>> START Dataset extract

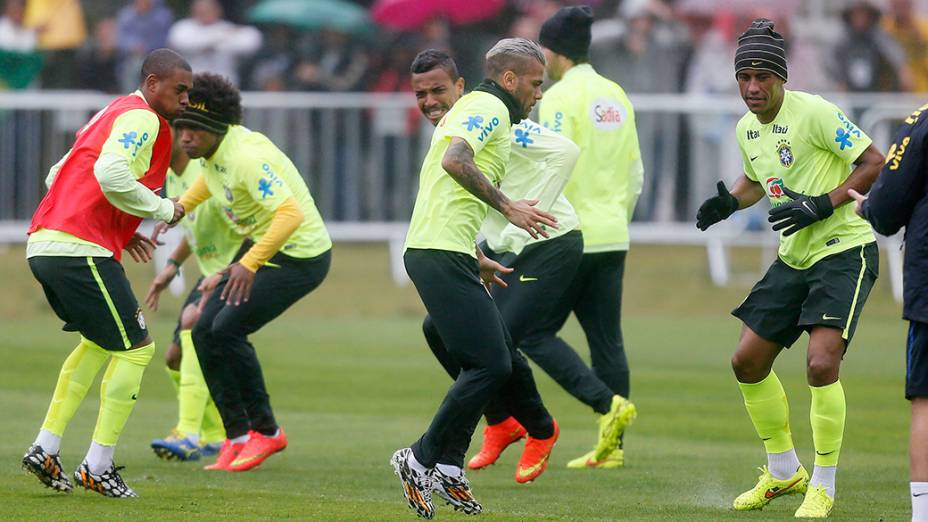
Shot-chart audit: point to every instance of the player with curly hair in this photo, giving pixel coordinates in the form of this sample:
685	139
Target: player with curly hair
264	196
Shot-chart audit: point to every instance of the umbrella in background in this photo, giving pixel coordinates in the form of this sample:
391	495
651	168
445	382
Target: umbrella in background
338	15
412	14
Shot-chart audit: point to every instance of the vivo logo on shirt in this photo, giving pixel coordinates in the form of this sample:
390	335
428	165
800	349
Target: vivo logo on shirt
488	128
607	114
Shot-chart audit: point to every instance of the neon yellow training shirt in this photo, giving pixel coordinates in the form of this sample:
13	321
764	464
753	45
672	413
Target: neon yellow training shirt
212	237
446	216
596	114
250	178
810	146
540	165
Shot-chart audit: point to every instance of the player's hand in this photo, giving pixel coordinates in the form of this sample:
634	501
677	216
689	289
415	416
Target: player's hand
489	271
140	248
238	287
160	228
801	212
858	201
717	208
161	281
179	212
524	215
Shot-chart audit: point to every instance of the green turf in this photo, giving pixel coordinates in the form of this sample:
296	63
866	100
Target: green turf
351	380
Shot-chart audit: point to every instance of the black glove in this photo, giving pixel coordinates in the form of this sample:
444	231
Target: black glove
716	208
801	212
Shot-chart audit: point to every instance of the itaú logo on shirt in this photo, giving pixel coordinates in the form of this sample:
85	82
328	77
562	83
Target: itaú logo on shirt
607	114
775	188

>> END Dataset extract

* _Stated goal_
Change "Shot-chart audit" to "Image check" everywhere it appears in the data above, keeping every other line the same. Leave the pictures out of your copy.

* _Finished answer_
Image check: point to every instance of the player with curly hair in this photo, giving pixel coordinates in the form of this sample:
685	139
Target: player with curly hair
264	196
Image check: point to every instance of the umbrella in background in this photo, giving pixel coordinates in the form of this sample:
391	495
651	168
445	382
Target: umbrella in background
338	15
412	14
Image check: point to every instance of the vivo logo on shirt in this photo, giving pixel coordinates in the form of this sample:
390	335
428	165
800	349
Target: vivo logo on shirt
488	128
607	114
Image check: point to every instance of the neon yellow training shirt in this photo, giving pixel coordinates in the form of this sample:
13	321
764	464
753	45
672	413
Target: neon yellow training shirt
212	237
446	216
596	114
250	178
810	146
540	165
Image check: point to every instance of the player's hand in this photo, giving pixel coordinates in the form of this sample:
634	501
677	216
689	289
415	416
Target: player's hand
489	271
140	248
238	287
160	228
801	212
858	201
717	208
161	281
179	212
524	215
Image check: point to every instance of the green turf in this photo, giving pixel coordinates in the form of this sample:
296	63
866	100
Target: green turf
351	380
Image check: point to every instance of the black glove in this photo, giving pixel coordinates in the form of this sample:
444	231
Target: black glove
716	208
801	212
Image check: point to every instance of the itaú logo on shirt in this photo, giving pixel coordinates in the form of this sample:
85	82
328	77
562	83
Target: itaú logo on shirt
607	114
775	188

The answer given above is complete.